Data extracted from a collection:

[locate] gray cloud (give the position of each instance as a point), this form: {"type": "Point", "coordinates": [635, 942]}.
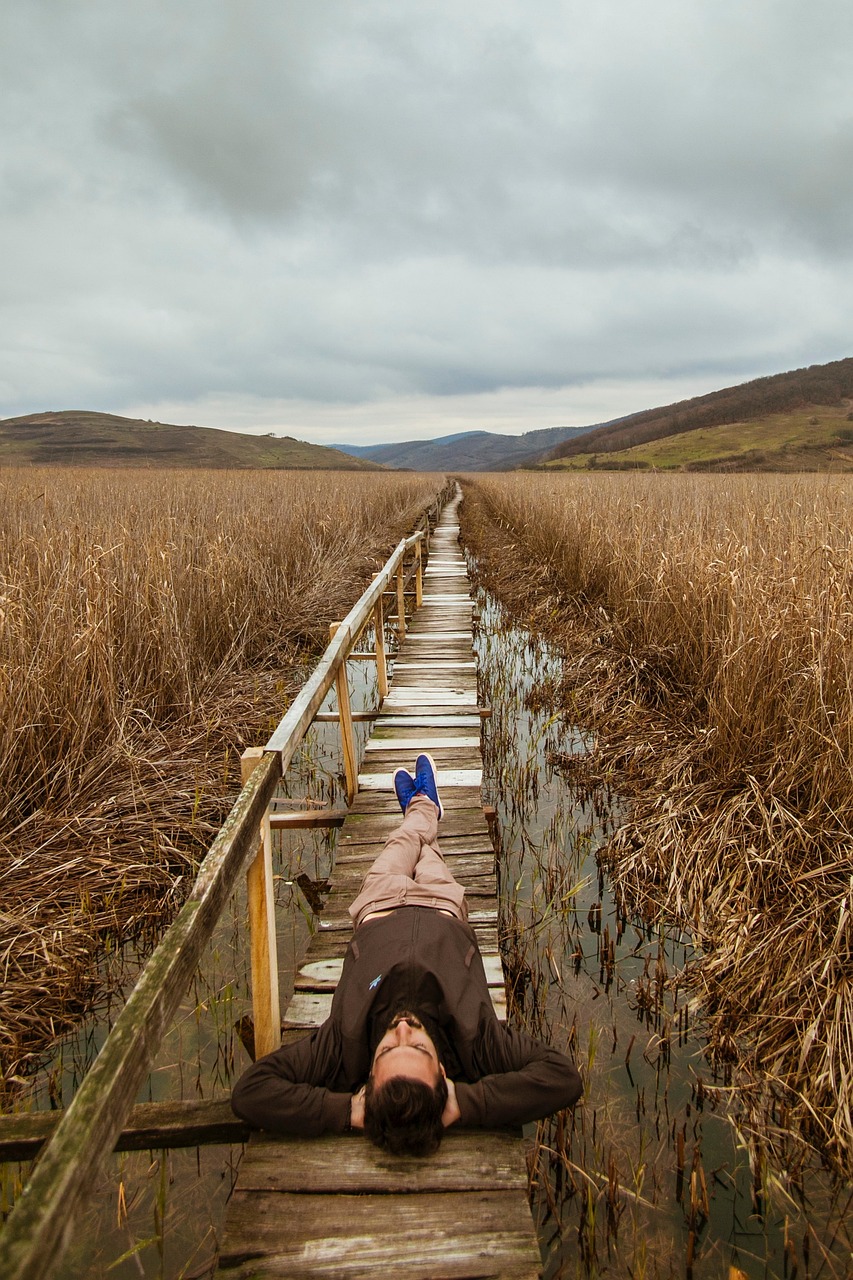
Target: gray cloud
{"type": "Point", "coordinates": [355, 202]}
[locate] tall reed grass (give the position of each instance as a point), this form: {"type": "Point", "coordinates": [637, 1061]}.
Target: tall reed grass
{"type": "Point", "coordinates": [707, 625]}
{"type": "Point", "coordinates": [150, 626]}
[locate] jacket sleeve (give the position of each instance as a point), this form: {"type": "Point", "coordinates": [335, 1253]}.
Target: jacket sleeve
{"type": "Point", "coordinates": [284, 1092]}
{"type": "Point", "coordinates": [523, 1079]}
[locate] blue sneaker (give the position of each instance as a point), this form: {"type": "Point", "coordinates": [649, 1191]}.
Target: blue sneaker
{"type": "Point", "coordinates": [404, 787]}
{"type": "Point", "coordinates": [425, 781]}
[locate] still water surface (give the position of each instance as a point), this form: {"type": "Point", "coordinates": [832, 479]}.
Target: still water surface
{"type": "Point", "coordinates": [653, 1176]}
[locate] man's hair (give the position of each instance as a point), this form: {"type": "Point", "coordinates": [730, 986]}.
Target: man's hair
{"type": "Point", "coordinates": [405, 1116]}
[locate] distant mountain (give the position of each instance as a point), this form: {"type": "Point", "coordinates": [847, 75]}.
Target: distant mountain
{"type": "Point", "coordinates": [466, 451]}
{"type": "Point", "coordinates": [80, 438]}
{"type": "Point", "coordinates": [798, 420]}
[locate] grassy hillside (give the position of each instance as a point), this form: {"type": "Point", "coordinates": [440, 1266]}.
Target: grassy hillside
{"type": "Point", "coordinates": [468, 451]}
{"type": "Point", "coordinates": [813, 439]}
{"type": "Point", "coordinates": [792, 421]}
{"type": "Point", "coordinates": [80, 438]}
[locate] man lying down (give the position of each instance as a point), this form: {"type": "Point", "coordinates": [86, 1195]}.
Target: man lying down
{"type": "Point", "coordinates": [413, 1043]}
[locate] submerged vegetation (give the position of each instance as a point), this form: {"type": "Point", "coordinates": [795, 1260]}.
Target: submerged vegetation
{"type": "Point", "coordinates": [151, 625]}
{"type": "Point", "coordinates": [707, 636]}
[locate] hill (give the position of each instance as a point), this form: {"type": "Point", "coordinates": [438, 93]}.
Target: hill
{"type": "Point", "coordinates": [80, 438]}
{"type": "Point", "coordinates": [466, 451]}
{"type": "Point", "coordinates": [790, 421]}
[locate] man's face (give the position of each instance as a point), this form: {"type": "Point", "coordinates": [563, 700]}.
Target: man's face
{"type": "Point", "coordinates": [406, 1050]}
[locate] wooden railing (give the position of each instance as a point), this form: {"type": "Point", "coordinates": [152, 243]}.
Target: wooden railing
{"type": "Point", "coordinates": [40, 1225]}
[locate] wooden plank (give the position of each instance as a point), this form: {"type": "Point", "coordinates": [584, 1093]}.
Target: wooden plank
{"type": "Point", "coordinates": [347, 734]}
{"type": "Point", "coordinates": [411, 739]}
{"type": "Point", "coordinates": [465, 1161]}
{"type": "Point", "coordinates": [482, 1233]}
{"type": "Point", "coordinates": [448, 778]}
{"type": "Point", "coordinates": [308, 819]}
{"type": "Point", "coordinates": [260, 900]}
{"type": "Point", "coordinates": [291, 730]}
{"type": "Point", "coordinates": [322, 976]}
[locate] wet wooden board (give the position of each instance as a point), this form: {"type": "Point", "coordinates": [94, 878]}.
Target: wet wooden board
{"type": "Point", "coordinates": [337, 1206]}
{"type": "Point", "coordinates": [424, 1235]}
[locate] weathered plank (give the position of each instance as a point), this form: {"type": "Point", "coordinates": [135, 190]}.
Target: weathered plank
{"type": "Point", "coordinates": [464, 1162]}
{"type": "Point", "coordinates": [149, 1127]}
{"type": "Point", "coordinates": [419, 1237]}
{"type": "Point", "coordinates": [338, 1206]}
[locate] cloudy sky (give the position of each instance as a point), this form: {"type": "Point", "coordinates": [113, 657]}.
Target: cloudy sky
{"type": "Point", "coordinates": [369, 219]}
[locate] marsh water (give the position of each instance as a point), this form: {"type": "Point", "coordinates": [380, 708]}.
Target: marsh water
{"type": "Point", "coordinates": [655, 1174]}
{"type": "Point", "coordinates": [658, 1171]}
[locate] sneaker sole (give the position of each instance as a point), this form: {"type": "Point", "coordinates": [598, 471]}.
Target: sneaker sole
{"type": "Point", "coordinates": [438, 795]}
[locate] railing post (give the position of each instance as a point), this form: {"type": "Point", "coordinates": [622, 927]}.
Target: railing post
{"type": "Point", "coordinates": [419, 577]}
{"type": "Point", "coordinates": [260, 892]}
{"type": "Point", "coordinates": [401, 600]}
{"type": "Point", "coordinates": [382, 667]}
{"type": "Point", "coordinates": [345, 714]}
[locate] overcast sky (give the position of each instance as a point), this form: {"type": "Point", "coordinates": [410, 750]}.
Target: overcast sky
{"type": "Point", "coordinates": [355, 220]}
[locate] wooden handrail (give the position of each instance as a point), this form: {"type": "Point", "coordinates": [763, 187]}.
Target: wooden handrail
{"type": "Point", "coordinates": [40, 1224]}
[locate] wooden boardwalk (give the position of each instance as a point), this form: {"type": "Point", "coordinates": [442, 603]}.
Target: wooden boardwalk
{"type": "Point", "coordinates": [337, 1206]}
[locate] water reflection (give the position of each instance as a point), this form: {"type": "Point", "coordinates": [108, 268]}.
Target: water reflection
{"type": "Point", "coordinates": [655, 1174]}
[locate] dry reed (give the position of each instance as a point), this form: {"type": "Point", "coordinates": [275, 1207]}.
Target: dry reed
{"type": "Point", "coordinates": [150, 626]}
{"type": "Point", "coordinates": [707, 625]}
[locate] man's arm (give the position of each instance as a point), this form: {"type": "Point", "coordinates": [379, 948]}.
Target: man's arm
{"type": "Point", "coordinates": [523, 1079]}
{"type": "Point", "coordinates": [284, 1092]}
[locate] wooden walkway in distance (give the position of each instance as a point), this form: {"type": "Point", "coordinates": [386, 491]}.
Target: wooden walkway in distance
{"type": "Point", "coordinates": [337, 1206]}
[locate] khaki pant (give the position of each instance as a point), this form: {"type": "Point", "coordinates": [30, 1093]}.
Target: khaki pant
{"type": "Point", "coordinates": [410, 871]}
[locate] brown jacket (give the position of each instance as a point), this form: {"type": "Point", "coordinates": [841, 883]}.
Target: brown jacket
{"type": "Point", "coordinates": [429, 963]}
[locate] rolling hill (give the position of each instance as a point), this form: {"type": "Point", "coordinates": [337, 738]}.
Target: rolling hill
{"type": "Point", "coordinates": [796, 421]}
{"type": "Point", "coordinates": [466, 451]}
{"type": "Point", "coordinates": [80, 438]}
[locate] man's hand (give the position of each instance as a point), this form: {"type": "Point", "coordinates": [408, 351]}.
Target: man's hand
{"type": "Point", "coordinates": [451, 1112]}
{"type": "Point", "coordinates": [356, 1110]}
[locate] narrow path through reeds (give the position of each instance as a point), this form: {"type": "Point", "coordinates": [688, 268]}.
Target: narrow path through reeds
{"type": "Point", "coordinates": [707, 631]}
{"type": "Point", "coordinates": [150, 626]}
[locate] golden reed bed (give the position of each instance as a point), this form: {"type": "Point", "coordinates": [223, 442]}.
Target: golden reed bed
{"type": "Point", "coordinates": [707, 627]}
{"type": "Point", "coordinates": [151, 624]}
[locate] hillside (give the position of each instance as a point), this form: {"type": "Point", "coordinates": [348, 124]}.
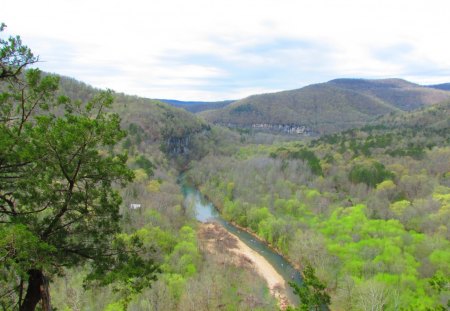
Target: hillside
{"type": "Point", "coordinates": [197, 106]}
{"type": "Point", "coordinates": [327, 107]}
{"type": "Point", "coordinates": [443, 86]}
{"type": "Point", "coordinates": [368, 208]}
{"type": "Point", "coordinates": [149, 122]}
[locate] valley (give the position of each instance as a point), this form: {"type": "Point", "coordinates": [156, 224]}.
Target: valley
{"type": "Point", "coordinates": [335, 196]}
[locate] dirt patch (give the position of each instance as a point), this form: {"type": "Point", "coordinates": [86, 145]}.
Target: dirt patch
{"type": "Point", "coordinates": [217, 240]}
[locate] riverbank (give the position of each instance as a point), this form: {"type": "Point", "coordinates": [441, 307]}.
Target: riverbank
{"type": "Point", "coordinates": [214, 238]}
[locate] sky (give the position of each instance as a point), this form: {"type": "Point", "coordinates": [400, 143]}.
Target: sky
{"type": "Point", "coordinates": [228, 49]}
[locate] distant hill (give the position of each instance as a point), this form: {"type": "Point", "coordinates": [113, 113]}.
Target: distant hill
{"type": "Point", "coordinates": [443, 86]}
{"type": "Point", "coordinates": [151, 123]}
{"type": "Point", "coordinates": [197, 106]}
{"type": "Point", "coordinates": [327, 107]}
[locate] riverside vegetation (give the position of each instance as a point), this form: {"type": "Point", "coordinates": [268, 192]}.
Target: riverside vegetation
{"type": "Point", "coordinates": [365, 212]}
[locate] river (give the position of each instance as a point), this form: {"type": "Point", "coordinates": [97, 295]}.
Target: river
{"type": "Point", "coordinates": [205, 211]}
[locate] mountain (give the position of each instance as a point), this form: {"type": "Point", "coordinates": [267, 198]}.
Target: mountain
{"type": "Point", "coordinates": [327, 107]}
{"type": "Point", "coordinates": [197, 106]}
{"type": "Point", "coordinates": [150, 123]}
{"type": "Point", "coordinates": [443, 86]}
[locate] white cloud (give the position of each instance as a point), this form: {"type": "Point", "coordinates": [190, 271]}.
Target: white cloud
{"type": "Point", "coordinates": [155, 48]}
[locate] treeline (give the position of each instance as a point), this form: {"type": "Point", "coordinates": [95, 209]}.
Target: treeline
{"type": "Point", "coordinates": [373, 223]}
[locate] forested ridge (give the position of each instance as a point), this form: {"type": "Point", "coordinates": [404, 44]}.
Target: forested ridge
{"type": "Point", "coordinates": [92, 216]}
{"type": "Point", "coordinates": [367, 208]}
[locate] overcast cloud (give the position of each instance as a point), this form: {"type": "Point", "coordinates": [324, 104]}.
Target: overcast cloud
{"type": "Point", "coordinates": [227, 49]}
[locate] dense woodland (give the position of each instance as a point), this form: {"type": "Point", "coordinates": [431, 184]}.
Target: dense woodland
{"type": "Point", "coordinates": [366, 210]}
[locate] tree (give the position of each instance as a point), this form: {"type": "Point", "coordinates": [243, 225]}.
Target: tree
{"type": "Point", "coordinates": [59, 203]}
{"type": "Point", "coordinates": [312, 292]}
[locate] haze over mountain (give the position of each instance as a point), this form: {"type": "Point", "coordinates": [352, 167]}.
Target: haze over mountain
{"type": "Point", "coordinates": [197, 106]}
{"type": "Point", "coordinates": [328, 107]}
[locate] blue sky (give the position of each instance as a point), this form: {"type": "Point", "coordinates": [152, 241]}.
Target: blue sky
{"type": "Point", "coordinates": [227, 49]}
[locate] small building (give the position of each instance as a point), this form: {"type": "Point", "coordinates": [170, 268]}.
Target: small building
{"type": "Point", "coordinates": [135, 205]}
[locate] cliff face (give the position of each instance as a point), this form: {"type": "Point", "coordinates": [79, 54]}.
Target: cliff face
{"type": "Point", "coordinates": [181, 144]}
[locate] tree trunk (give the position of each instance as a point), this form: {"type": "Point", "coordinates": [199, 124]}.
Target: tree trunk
{"type": "Point", "coordinates": [37, 290]}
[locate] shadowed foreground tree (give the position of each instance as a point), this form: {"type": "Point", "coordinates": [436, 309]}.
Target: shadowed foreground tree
{"type": "Point", "coordinates": [312, 293]}
{"type": "Point", "coordinates": [59, 204]}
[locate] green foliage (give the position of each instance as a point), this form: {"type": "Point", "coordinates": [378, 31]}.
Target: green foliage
{"type": "Point", "coordinates": [59, 179]}
{"type": "Point", "coordinates": [144, 163]}
{"type": "Point", "coordinates": [312, 292]}
{"type": "Point", "coordinates": [371, 174]}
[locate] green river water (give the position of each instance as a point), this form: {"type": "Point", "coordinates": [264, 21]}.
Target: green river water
{"type": "Point", "coordinates": [205, 212]}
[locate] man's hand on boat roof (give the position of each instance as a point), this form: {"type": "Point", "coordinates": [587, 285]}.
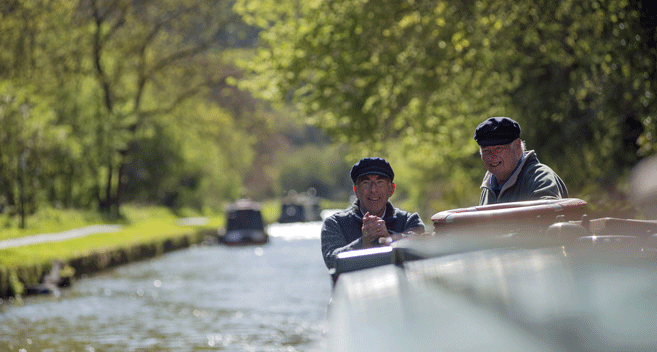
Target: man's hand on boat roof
{"type": "Point", "coordinates": [374, 230]}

> **Task item**: Copy exactly, and only, the lines from the first entry through the line holding "[locate] jacket sleeve", both ends included, leaving out every picture.

> **Final answer**:
[locate] gray cloud (give the position of each instance as a point), this form: {"type": "Point", "coordinates": [635, 942]}.
Target: gray cloud
{"type": "Point", "coordinates": [355, 202]}
[locate] tall reed grass (give the position of each instance as a point), this form: {"type": "Point", "coordinates": [637, 1061]}.
Target: tall reed grass
{"type": "Point", "coordinates": [707, 625]}
{"type": "Point", "coordinates": [150, 626]}
[locate] jacket sleeve (give the position of each instance as a point), this form: {"type": "Point", "coordinates": [335, 1253]}.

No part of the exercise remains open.